**WHAT YOU SHOULD DO**
Gather each line of the entries below that contains the word "center", and copy those lines in full.

-- start EXERCISE INPUT --

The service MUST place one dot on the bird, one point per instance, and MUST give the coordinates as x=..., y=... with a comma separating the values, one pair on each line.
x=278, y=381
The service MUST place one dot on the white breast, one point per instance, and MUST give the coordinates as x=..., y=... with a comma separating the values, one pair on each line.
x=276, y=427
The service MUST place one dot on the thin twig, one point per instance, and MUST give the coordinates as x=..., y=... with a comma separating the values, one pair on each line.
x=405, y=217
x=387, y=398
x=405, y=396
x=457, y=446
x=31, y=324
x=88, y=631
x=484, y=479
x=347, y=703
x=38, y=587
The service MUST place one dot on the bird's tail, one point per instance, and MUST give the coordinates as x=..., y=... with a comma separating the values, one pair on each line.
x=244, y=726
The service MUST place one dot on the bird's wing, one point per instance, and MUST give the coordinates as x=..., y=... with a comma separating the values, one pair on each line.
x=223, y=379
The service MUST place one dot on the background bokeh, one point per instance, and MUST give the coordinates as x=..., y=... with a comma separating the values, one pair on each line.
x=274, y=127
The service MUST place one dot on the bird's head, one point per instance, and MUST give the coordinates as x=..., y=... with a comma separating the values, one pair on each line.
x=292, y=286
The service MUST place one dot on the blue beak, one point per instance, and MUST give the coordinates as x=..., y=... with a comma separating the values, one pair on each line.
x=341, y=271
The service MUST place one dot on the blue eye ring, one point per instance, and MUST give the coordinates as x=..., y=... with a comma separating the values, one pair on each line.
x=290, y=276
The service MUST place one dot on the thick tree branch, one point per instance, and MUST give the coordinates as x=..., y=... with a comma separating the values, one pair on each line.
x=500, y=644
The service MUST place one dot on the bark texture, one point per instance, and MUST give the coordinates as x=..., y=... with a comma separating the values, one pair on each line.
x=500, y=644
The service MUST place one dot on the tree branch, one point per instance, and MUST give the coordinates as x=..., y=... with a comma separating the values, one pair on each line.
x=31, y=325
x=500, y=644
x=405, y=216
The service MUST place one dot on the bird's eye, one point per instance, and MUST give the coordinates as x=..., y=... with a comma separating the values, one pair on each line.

-- end EXERCISE INPUT --
-- start EXERCISE INPUT --

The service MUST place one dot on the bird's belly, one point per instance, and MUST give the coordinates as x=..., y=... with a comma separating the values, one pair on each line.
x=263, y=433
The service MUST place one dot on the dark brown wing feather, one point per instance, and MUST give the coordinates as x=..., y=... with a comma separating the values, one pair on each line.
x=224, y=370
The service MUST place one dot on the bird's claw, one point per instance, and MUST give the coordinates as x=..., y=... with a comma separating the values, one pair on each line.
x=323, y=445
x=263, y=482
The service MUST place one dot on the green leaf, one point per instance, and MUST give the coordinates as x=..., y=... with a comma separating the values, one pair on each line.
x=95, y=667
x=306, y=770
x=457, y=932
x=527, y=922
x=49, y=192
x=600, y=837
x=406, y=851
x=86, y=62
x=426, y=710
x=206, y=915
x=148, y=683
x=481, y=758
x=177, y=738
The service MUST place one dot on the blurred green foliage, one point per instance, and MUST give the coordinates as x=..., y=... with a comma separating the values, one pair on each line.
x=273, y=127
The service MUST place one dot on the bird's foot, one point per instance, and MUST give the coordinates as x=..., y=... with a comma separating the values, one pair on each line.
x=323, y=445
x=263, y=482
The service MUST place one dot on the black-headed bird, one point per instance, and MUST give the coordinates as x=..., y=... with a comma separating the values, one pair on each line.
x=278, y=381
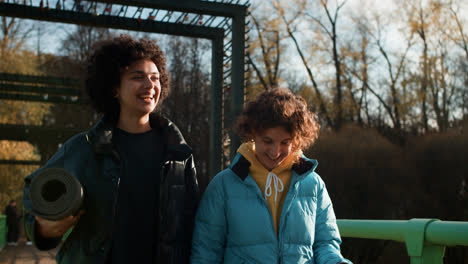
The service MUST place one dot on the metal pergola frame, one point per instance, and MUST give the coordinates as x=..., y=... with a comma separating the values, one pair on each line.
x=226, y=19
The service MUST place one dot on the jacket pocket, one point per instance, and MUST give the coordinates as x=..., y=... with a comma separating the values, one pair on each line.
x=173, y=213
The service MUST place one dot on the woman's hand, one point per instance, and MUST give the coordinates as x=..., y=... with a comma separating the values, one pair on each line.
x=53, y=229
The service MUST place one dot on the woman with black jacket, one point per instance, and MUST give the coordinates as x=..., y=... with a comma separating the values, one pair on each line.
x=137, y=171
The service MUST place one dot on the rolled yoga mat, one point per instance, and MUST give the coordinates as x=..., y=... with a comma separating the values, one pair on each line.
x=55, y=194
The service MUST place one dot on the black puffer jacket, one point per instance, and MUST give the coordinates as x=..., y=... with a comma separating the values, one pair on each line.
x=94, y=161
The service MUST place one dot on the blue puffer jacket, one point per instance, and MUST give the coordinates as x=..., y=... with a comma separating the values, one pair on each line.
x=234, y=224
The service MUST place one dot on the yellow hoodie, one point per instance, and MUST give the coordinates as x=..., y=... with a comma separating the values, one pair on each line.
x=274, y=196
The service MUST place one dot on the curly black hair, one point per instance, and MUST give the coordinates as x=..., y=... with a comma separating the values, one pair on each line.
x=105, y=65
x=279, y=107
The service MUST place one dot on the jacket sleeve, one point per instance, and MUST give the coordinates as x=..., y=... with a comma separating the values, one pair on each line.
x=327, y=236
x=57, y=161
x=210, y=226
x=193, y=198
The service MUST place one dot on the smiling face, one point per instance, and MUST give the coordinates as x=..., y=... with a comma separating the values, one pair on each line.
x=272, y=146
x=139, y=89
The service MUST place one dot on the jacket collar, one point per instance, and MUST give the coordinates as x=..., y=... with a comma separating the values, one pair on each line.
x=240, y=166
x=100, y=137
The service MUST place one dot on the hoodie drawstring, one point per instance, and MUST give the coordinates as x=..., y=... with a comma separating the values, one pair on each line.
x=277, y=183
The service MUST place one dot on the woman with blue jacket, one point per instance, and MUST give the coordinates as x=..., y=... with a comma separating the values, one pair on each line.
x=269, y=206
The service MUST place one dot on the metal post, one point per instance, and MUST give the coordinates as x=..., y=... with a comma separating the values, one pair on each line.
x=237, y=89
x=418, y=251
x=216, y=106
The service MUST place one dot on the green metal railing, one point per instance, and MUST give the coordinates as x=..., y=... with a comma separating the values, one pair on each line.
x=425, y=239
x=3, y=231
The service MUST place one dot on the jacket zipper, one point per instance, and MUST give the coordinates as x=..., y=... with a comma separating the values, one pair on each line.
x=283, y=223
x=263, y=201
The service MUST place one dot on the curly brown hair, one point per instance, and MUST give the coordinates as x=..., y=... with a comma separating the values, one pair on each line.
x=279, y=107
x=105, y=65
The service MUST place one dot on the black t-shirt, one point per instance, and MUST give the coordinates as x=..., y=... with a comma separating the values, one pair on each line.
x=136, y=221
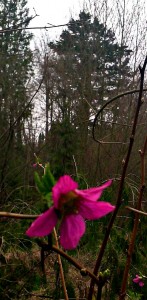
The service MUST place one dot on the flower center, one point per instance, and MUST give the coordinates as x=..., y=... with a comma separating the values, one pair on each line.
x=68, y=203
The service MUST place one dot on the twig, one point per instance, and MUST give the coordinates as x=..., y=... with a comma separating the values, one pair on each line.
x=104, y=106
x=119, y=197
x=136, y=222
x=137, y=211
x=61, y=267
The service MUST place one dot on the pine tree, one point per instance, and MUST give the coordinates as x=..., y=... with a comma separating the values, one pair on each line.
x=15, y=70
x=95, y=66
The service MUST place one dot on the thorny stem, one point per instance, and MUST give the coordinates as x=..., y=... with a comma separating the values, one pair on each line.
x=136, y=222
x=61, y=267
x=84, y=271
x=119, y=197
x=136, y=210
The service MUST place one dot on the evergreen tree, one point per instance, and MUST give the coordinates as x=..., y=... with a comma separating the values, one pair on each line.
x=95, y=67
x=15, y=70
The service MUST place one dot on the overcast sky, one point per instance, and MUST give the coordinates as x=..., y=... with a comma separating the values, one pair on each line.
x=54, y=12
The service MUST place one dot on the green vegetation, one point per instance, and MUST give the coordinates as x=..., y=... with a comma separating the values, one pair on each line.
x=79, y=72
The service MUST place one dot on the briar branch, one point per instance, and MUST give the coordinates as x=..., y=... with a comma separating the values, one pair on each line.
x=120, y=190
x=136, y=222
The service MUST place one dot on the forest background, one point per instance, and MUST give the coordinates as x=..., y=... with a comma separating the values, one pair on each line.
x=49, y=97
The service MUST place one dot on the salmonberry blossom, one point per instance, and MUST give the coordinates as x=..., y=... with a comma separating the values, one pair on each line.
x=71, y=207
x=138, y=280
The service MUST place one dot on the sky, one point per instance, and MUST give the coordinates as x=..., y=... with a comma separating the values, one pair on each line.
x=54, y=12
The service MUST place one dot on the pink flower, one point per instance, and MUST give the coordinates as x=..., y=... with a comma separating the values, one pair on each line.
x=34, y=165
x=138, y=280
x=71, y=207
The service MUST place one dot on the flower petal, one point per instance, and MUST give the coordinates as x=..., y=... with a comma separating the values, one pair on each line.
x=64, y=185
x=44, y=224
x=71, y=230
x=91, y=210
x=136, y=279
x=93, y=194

-- end EXERCISE INPUT --

**SOLUTION TO THIS PROBLEM**
The service MUST place one dot on the flower center, one point per instance, and MUST give the coordinates as x=..., y=... with a comma separating the values, one pair on each line.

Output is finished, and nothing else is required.